Dataset entries
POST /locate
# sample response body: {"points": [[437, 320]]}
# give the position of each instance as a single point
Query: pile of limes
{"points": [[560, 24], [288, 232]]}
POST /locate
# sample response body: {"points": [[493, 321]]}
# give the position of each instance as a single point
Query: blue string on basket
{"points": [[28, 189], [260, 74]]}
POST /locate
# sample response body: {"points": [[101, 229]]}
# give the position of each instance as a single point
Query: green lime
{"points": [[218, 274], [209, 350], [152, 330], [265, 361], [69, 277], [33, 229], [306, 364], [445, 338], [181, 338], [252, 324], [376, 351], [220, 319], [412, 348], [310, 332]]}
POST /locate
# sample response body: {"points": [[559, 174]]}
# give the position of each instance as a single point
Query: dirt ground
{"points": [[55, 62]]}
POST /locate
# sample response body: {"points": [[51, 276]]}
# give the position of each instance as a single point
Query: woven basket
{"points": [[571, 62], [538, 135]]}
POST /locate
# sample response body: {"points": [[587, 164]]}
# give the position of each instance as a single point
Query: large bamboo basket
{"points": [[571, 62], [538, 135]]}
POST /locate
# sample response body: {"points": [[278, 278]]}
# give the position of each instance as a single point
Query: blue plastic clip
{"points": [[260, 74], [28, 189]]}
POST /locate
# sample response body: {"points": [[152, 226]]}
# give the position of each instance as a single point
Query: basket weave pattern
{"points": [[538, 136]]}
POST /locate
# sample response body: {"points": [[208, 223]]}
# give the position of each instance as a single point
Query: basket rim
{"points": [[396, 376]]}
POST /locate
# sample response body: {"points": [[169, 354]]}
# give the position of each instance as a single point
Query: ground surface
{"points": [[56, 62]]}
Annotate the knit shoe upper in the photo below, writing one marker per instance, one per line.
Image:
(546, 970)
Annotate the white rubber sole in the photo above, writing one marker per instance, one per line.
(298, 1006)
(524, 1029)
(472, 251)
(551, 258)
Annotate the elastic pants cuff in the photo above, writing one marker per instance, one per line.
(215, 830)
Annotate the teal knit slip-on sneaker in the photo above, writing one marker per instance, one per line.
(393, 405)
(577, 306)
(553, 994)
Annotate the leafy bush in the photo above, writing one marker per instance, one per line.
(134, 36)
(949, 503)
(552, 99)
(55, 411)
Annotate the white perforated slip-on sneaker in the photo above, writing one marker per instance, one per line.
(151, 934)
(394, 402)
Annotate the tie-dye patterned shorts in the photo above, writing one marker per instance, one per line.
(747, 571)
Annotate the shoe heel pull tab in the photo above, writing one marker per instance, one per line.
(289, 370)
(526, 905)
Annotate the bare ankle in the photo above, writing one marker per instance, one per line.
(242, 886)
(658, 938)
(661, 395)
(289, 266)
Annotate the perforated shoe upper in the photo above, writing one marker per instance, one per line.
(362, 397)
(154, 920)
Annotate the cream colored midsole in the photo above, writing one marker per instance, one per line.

▶ **WHAT TO DO**
Filter the records above for lines containing the word "body", and copy those lines.

▶ **RESULT OF THE TASK**
# sample response body: {"points": [[437, 320]]}
# sample response body: {"points": [[493, 321]]}
# sample response body: {"points": [[101, 229]]}
# sample response body: {"points": [[559, 174]]}
# sample response body: {"points": [[51, 276]]}
# sample response body: {"points": [[587, 164]]}
# sample response body: {"points": [[278, 278]]}
# sample response body: {"points": [[152, 226]]}
# sample response body: {"points": [[208, 223]]}
# sample response body: {"points": [[169, 354]]}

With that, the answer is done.